═════ Fragmento
Cuando hace unos quince días me fui de viaje a “mi tierra”, después de más de cuatro décadas por aquí y la prohibición de viajar, por esa corona de espinas… en mi entorno por aquí me auguraron que me vencería la nostalgia de allá, ese “llano país que es el mío”, al decir de Brel.
Pero a mí no me enjaularán en una vivencia territorial-tradicional, de “nación” como el lugar donde uno nació, donde nacieron sus padres, y por allí andaría la “patria”. Horror de simplificación: estila machismo además; por eso, un desamparadeño universal, de nombre Joaquín García Monge, proponía la “matria”.
Por estudios clásicos (latín y griego incluidos, y no en cascarilla superficial), por temperamento y por viajes académicos, se me ha fortalecido un anhelo de búsqueda de identidad y de comunidad. Y cómo no, ese lema de mi línea aérea, de que “el tiempo se pasa volando” lo tomé por múltiples sentidos.
En mi travesía del océano, desde Madrid, sentado cerca de una dichosa ventanilla, teniendo a la vista un motor, me puse a cavilar: ¡impresionante, viajo con un centenar de pasajeros, con todo y equipaje y energía suficiente para cruzar sano y salvo, todos hacia el otro lado de un inmenso charco.
No me desvela el modelo del avión, pero sí una veta filosófica-filológica de viejo y nuevo cuño: ese portento en que estoy sentado, en castizo castellano de nombre “avión”; deriva su nombre del parecido con “ave”. Lleno de admiración aristotélica voy volando como Ícaro, aquel de Virgilio (¡sin estrellarnos, por favor!).
Contento estoy, feliz soy (matices verbales que en otros idiomas cabe explicitar con más vocablos): ¿En qué momento se bifurcó nuestro español del latín hacia la expresión de una diferencia clave entre el ser y el estar?
Como pasajero, en mi entorno prevalece la mentalidad de lo instantáneo, manerita más cómoda y hasta más placentera dirán, de vivir, que es viajar. Ya en Barajas me sorprendió ver a esa chiquilla, acompañada de su perrito. Otro mundo… por Dios: yo al cervantino modo pondría a dialogar a los canes.
══════════
═════ Datos proporcionados
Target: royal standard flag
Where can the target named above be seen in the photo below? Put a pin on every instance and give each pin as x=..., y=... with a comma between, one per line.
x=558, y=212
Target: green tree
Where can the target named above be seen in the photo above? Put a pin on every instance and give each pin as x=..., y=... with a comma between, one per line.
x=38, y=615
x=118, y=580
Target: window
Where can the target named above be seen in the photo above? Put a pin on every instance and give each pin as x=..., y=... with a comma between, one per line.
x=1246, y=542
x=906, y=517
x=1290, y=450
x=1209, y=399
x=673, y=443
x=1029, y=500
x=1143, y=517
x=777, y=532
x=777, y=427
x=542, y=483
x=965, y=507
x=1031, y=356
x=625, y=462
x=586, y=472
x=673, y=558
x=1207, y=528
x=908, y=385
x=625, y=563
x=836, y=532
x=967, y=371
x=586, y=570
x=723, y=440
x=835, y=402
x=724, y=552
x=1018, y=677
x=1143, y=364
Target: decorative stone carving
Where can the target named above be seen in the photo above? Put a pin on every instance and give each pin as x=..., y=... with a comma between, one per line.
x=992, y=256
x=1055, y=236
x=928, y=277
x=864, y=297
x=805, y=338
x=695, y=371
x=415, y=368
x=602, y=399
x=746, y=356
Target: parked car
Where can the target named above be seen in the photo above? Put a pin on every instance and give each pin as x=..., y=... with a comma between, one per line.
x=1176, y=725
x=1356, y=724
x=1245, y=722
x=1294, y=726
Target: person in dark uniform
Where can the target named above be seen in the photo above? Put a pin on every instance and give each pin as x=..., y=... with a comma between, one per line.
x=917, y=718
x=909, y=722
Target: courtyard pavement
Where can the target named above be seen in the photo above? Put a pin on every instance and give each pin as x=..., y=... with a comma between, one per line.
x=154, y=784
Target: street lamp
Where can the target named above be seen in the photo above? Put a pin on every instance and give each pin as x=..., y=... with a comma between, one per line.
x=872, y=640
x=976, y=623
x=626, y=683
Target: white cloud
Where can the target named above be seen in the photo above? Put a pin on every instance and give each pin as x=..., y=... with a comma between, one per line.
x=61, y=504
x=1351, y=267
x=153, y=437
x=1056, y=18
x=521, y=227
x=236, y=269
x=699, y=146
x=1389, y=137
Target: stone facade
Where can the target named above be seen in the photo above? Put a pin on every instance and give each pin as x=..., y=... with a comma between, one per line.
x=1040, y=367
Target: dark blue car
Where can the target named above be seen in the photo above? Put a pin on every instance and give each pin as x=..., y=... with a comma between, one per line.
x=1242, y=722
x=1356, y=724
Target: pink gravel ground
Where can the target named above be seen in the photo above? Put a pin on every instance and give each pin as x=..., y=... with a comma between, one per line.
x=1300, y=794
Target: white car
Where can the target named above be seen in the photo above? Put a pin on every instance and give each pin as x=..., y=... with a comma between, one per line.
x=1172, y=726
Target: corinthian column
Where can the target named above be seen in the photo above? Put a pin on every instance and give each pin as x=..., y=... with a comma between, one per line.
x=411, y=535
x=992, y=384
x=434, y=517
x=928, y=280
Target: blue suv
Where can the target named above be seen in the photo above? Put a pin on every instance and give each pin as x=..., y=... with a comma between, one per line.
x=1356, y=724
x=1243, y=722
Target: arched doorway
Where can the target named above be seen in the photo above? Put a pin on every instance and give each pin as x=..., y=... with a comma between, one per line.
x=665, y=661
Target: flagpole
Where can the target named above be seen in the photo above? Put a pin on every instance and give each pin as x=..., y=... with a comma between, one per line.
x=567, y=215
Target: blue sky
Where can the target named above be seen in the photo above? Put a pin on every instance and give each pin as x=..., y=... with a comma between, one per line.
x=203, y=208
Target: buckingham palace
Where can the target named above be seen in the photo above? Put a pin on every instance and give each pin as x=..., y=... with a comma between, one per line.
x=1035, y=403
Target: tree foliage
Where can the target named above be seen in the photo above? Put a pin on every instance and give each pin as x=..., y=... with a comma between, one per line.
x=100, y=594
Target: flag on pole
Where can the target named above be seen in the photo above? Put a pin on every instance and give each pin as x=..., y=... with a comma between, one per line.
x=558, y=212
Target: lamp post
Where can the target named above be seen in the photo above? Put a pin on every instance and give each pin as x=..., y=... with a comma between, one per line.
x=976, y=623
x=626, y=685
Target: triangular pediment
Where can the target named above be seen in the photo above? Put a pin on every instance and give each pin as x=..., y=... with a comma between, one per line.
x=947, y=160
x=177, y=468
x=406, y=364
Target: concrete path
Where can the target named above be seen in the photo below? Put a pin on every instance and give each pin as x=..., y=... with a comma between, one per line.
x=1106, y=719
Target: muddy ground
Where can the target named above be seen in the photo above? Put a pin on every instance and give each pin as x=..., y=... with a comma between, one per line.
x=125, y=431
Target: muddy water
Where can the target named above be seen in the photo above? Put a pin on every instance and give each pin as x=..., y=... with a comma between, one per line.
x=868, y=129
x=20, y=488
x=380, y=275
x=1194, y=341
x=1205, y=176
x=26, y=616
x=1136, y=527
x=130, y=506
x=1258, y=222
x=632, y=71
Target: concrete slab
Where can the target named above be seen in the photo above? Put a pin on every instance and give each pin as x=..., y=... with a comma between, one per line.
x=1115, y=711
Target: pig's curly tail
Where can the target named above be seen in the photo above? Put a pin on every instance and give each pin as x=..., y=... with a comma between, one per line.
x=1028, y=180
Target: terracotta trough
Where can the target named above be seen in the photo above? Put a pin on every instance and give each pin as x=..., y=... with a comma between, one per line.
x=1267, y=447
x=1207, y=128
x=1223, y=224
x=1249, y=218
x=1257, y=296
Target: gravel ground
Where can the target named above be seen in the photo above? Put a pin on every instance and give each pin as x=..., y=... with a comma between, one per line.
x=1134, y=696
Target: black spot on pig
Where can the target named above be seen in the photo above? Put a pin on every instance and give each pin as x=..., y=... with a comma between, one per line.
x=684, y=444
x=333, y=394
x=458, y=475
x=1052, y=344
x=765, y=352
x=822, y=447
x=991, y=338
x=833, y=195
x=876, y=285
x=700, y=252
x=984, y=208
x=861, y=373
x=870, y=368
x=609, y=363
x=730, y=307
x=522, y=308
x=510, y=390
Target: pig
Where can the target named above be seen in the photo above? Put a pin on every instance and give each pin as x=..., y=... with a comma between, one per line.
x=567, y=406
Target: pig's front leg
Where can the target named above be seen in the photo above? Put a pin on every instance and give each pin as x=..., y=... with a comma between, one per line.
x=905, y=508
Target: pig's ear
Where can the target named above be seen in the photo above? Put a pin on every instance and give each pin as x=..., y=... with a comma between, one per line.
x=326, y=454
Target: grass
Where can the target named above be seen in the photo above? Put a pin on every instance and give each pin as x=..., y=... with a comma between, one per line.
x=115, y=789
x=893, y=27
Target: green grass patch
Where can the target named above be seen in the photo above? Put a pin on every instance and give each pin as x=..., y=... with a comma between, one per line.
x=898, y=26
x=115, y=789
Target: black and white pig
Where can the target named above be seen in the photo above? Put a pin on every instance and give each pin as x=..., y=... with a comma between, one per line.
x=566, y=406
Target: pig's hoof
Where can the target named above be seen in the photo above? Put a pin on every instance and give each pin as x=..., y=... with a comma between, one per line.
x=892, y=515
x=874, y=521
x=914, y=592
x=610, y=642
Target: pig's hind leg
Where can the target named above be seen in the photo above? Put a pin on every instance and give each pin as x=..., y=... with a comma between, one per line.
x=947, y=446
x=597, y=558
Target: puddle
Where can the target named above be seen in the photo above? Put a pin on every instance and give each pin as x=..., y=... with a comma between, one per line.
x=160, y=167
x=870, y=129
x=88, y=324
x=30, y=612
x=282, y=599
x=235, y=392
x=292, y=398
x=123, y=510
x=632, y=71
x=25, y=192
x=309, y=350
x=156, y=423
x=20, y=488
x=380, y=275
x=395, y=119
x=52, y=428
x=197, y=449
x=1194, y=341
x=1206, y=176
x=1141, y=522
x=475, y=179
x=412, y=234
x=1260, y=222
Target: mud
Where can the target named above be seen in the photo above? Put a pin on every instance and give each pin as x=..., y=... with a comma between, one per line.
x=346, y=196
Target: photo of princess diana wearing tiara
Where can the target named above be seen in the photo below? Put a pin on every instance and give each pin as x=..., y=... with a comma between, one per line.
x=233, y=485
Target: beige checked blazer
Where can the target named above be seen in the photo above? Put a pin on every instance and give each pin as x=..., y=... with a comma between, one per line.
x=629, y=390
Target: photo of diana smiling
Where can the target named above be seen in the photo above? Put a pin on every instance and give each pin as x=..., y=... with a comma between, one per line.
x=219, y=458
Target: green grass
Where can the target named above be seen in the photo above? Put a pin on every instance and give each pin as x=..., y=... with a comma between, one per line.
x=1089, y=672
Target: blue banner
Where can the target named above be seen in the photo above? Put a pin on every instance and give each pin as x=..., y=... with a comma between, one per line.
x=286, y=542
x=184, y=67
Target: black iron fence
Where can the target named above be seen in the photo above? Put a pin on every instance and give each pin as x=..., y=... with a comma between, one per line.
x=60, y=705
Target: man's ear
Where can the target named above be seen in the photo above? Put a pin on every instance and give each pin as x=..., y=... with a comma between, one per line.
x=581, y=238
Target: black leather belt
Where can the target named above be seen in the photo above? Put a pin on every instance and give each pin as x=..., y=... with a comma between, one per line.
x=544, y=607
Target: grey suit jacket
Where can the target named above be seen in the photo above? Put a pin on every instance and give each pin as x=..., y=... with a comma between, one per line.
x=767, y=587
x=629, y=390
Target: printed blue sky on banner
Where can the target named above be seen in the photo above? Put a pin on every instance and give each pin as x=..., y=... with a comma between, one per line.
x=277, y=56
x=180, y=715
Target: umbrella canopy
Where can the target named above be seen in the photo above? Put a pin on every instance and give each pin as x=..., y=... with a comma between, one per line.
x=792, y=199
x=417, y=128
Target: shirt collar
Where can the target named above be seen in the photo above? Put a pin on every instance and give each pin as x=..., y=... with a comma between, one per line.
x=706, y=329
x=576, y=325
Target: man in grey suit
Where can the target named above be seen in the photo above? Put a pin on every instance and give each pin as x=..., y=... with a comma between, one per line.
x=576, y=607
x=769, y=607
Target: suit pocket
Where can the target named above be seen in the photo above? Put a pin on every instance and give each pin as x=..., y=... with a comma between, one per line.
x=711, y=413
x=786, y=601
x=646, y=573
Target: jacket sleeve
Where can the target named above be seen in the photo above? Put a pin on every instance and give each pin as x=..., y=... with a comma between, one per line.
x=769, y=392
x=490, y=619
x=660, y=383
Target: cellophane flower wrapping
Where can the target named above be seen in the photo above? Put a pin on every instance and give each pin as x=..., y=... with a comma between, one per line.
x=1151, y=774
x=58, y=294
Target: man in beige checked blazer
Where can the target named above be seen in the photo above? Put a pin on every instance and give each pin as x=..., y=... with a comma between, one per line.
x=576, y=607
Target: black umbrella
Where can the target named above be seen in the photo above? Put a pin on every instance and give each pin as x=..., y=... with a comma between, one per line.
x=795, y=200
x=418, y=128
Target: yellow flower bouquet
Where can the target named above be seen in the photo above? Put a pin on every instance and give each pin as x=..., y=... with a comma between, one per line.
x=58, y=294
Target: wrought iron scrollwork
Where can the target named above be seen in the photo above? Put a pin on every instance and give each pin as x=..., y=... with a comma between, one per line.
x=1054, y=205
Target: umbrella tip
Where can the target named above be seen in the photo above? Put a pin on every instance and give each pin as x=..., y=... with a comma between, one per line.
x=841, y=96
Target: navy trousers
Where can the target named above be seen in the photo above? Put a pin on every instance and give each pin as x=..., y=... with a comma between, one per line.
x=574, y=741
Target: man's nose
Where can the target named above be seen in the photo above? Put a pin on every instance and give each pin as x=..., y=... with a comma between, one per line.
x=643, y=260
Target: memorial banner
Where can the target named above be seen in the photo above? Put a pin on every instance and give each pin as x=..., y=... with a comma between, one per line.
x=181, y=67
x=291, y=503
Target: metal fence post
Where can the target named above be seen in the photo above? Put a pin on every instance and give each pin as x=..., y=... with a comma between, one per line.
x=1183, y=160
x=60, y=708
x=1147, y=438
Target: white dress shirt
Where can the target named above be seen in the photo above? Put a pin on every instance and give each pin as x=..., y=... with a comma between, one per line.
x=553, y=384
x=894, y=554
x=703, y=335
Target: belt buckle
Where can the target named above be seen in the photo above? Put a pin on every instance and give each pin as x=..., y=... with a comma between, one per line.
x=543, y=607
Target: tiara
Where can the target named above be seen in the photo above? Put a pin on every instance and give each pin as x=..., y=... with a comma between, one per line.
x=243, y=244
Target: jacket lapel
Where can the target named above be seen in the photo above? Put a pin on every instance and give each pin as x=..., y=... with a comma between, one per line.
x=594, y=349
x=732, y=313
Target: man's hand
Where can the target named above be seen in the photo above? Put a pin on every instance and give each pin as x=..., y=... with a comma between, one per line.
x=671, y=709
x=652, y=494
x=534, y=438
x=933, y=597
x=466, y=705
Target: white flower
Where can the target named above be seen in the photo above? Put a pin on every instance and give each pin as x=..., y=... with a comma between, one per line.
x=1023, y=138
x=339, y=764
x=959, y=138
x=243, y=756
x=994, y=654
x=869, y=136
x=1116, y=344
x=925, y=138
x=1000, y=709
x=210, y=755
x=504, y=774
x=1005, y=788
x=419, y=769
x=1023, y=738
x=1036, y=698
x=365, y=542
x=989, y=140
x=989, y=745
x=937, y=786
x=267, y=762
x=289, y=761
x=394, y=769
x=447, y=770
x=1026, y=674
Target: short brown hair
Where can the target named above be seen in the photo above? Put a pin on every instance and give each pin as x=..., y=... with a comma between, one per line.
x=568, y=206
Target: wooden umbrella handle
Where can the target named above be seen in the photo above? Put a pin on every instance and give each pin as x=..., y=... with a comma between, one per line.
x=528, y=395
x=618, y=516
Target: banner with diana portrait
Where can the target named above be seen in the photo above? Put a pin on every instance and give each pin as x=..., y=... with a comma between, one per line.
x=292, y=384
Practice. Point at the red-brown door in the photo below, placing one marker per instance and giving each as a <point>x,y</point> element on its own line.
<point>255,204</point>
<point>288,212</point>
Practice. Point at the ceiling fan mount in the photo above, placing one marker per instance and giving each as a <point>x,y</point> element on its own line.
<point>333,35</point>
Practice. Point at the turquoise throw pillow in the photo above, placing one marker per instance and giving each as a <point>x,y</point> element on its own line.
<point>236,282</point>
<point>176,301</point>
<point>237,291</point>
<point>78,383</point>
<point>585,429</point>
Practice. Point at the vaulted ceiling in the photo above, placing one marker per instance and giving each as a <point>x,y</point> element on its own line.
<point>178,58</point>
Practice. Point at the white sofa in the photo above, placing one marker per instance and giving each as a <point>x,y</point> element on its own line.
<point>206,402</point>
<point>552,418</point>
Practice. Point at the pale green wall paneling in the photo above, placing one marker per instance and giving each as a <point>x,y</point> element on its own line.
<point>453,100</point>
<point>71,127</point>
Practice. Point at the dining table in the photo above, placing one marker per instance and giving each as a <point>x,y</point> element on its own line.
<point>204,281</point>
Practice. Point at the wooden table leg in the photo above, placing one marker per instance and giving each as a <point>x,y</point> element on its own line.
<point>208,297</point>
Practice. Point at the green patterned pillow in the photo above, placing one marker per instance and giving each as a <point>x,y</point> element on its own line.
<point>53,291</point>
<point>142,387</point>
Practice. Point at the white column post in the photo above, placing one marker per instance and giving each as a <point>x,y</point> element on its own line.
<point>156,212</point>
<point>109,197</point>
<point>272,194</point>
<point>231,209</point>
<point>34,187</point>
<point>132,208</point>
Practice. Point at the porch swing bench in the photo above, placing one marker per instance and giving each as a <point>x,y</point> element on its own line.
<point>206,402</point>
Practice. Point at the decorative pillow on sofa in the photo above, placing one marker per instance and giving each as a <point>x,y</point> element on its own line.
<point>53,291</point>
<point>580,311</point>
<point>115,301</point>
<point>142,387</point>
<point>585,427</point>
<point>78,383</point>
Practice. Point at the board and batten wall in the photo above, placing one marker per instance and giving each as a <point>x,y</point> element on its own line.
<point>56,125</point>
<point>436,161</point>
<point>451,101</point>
══════════
#### Actividades:
**A)** Responde a partir del texto sobre el viaje:
(i) ¿Desde qué ciudad se hace la travesía del océano?
(ii) ¿Qué término proponía Joaquín García Monge?
(iii) ¿De qué palabra deriva el nombre "avión"?
**B)** Reproduce del texto sobre el viaje todo lo que va desde "En mi travesía" hasta "y el estar?".
**C)** Escribe la continuación del texto sobre el viaje a partir de su última oración.

#### Respuestas del ejercicio:
**A)**
(i) Desde Madrid.
(ii) La "matria".
(iii) De "ave".

**B)**
En mi travesía del océano, desde Madrid, sentado cerca de una dichosa ventanilla, teniendo a la vista un motor, me puse a cavilar: ¡impresionante, viajo con un centenar de pasajeros, con todo y equipaje y energía suficiente para cruzar sano y salvo, todos hacia el otro lado de un inmenso charco.
No me desvela el modelo del avión, pero sí una veta filosófica-filológica de viejo y nuevo cuño: ese portento en que estoy sentado, en castizo castellano de nombre “avión”; deriva su nombre del parecido con “ave”. Lleno de admiración aristotélica voy volando como Ícaro, aquel de Virgilio (¡sin estrellarnos, por favor!).
Contento estoy, feliz soy (matices verbales que en otros idiomas cabe explicitar con más vocablos): ¿En qué momento se bifurcó nuestro español del latín hacia la expresión de una diferencia clave entre el ser y el estar?

**C)**
A otra, vecina de asiento, después, en varios momentos en vano traté de meterle conversa en español: ya me había fijado yo en su pasaporte local. No hubo caso: todo el santo viaje, con destreza impresionante se dedicó a desenrollar ese papiro posmoderno que tenemos en el fono.
Apelotonados, seguimos, en maquinita volando: 9.000 kilómetros a recorrer... a 10.000 y más metros de altura, casi a 1.000 por hora… ¡maravilla! Yo, feliz volado, por mi ventanita al mismo tiempo voy volando entre nubes que me configuro como nieve de mi infancia.
Cerca, maravilla, una joven mamá, de pelo azabache tremendo, anda con una niña de menos de un año: mocosa de colochos rubios preciosos… me lanza una sonrisa de invitación: el mundo humano sigue dando vuelta. Paparazzi metiche, tengo ganas de sacarles una foto. El papá, ¿será el dormilón ese, a la par de ellas?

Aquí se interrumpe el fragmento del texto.